Please pick out every line in the listing below that contains the string "bunny" and copy each one. Case counts.

* Start Records to process *

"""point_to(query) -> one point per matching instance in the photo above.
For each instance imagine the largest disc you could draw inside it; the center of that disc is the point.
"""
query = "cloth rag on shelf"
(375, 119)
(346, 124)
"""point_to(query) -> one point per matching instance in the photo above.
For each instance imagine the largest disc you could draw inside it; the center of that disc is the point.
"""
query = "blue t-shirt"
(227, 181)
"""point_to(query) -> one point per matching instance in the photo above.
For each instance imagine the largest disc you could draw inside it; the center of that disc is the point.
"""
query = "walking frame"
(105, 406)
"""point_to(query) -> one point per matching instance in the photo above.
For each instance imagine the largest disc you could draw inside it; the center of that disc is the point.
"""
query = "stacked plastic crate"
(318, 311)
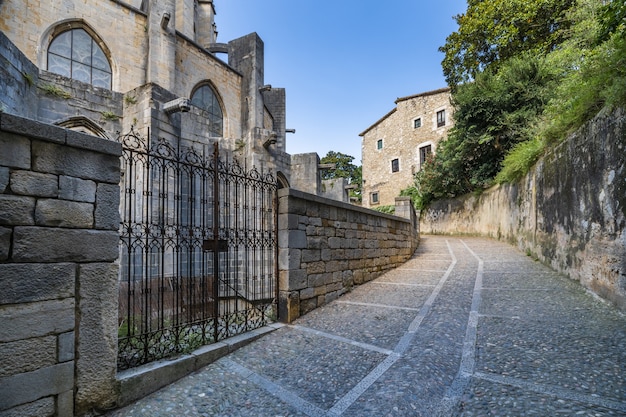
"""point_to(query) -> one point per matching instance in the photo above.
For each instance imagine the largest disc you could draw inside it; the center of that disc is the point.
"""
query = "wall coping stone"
(290, 192)
(59, 135)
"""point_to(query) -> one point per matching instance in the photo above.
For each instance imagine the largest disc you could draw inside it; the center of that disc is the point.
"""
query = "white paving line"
(347, 400)
(376, 305)
(468, 357)
(274, 389)
(554, 391)
(402, 284)
(365, 346)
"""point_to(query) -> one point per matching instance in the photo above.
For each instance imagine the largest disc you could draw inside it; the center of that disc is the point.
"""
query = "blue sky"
(343, 63)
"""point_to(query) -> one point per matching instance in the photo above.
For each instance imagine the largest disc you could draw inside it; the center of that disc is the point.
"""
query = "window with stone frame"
(205, 98)
(424, 152)
(75, 54)
(395, 165)
(441, 118)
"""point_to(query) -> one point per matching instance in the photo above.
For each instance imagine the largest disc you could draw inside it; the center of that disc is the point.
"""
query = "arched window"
(75, 54)
(205, 98)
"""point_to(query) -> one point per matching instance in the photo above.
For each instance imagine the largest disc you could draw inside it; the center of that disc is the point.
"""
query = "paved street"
(467, 327)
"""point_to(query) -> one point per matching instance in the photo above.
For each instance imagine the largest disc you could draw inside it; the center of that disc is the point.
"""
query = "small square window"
(395, 165)
(441, 118)
(424, 152)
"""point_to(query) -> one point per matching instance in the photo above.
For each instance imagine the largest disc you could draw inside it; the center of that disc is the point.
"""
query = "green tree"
(344, 168)
(492, 31)
(492, 115)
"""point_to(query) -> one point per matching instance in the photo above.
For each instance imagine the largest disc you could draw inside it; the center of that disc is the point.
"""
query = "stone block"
(16, 210)
(311, 255)
(27, 355)
(5, 243)
(14, 150)
(75, 189)
(33, 129)
(63, 213)
(316, 267)
(66, 347)
(107, 214)
(297, 279)
(30, 386)
(4, 179)
(25, 283)
(96, 351)
(22, 321)
(42, 407)
(43, 244)
(65, 403)
(35, 184)
(63, 160)
(288, 306)
(289, 259)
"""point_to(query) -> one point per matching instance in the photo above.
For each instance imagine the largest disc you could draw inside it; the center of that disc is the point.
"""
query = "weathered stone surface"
(62, 213)
(107, 213)
(31, 386)
(5, 243)
(16, 210)
(44, 244)
(66, 347)
(27, 355)
(42, 407)
(76, 189)
(35, 184)
(57, 159)
(569, 211)
(14, 150)
(332, 257)
(24, 283)
(97, 344)
(4, 179)
(23, 321)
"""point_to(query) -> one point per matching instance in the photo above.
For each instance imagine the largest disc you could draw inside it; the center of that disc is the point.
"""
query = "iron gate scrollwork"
(198, 250)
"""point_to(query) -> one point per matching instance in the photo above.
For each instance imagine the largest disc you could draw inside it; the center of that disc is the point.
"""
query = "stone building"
(103, 67)
(394, 148)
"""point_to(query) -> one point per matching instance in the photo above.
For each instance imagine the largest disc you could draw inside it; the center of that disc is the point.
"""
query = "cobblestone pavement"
(467, 327)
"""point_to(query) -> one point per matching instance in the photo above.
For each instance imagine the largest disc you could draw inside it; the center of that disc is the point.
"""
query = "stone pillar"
(206, 34)
(162, 43)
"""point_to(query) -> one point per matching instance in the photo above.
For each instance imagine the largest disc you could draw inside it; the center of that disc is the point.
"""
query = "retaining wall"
(59, 220)
(326, 247)
(569, 211)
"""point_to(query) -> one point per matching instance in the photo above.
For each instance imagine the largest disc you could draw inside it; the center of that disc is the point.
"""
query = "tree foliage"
(344, 168)
(491, 32)
(515, 108)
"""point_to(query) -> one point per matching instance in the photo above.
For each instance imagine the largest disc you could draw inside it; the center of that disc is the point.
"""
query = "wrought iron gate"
(198, 250)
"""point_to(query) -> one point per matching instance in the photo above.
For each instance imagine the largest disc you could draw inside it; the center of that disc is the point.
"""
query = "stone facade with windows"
(395, 147)
(102, 67)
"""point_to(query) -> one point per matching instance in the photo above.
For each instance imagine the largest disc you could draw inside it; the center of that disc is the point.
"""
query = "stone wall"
(401, 140)
(326, 247)
(59, 220)
(569, 211)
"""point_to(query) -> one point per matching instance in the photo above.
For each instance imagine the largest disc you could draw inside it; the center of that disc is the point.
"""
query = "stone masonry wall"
(569, 211)
(326, 247)
(59, 220)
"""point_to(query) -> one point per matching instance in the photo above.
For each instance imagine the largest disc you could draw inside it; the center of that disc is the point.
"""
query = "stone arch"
(203, 88)
(58, 28)
(84, 125)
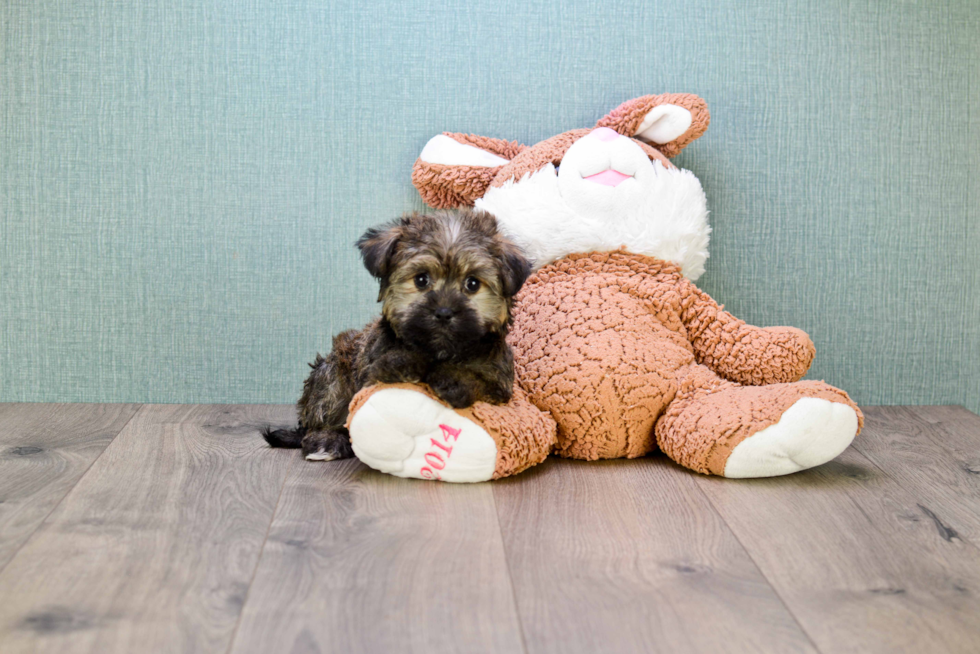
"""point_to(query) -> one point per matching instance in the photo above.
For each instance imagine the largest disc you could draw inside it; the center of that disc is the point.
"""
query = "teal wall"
(181, 181)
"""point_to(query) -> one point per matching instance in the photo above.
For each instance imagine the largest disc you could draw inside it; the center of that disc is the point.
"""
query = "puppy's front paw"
(453, 392)
(326, 446)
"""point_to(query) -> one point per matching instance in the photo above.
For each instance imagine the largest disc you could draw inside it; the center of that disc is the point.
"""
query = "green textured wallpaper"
(181, 182)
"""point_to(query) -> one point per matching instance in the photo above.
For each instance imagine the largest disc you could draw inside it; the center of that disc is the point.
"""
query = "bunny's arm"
(738, 351)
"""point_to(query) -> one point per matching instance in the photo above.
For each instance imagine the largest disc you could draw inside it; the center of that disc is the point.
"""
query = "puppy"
(447, 283)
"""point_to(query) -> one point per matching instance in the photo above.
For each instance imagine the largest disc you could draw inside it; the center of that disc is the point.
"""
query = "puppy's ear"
(377, 247)
(514, 266)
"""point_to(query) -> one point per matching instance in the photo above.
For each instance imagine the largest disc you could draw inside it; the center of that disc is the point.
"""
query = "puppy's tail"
(284, 437)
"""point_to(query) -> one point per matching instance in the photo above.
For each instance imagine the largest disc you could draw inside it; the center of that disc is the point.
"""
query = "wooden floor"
(127, 528)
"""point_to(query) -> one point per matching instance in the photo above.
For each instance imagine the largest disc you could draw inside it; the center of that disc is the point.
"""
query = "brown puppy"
(447, 281)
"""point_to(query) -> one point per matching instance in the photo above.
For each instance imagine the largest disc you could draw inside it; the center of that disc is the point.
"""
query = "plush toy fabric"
(617, 352)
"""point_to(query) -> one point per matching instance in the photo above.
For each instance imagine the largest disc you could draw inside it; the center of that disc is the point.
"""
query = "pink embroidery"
(434, 458)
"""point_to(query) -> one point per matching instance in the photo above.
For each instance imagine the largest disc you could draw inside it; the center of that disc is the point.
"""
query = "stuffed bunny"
(617, 353)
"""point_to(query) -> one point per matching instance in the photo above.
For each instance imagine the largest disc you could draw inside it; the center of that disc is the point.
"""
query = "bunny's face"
(585, 190)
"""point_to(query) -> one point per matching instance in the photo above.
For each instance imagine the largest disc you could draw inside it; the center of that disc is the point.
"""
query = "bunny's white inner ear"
(664, 123)
(447, 151)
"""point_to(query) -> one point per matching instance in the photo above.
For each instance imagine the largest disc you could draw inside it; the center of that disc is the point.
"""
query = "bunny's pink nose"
(604, 134)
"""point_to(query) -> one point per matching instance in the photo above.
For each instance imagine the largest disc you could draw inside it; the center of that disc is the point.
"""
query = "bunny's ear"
(455, 169)
(668, 122)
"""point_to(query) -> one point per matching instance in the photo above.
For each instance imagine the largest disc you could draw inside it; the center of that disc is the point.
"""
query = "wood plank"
(44, 451)
(154, 548)
(957, 430)
(629, 556)
(932, 453)
(357, 561)
(864, 564)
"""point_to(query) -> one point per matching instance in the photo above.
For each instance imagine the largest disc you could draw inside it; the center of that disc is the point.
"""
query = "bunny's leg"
(404, 430)
(714, 426)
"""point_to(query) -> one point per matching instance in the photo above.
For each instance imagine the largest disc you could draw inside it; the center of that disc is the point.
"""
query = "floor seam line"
(258, 561)
(510, 575)
(68, 492)
(756, 565)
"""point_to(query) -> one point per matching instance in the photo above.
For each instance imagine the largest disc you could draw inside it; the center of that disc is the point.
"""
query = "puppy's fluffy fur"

* End Records to process *

Response ->
query = "bunny's arm"
query = "stuffed bunny"
query = "bunny's face"
query = "bunny's white inner ear"
query = "bunny's pink nose"
query = "bunny's ear"
query = "bunny's leg"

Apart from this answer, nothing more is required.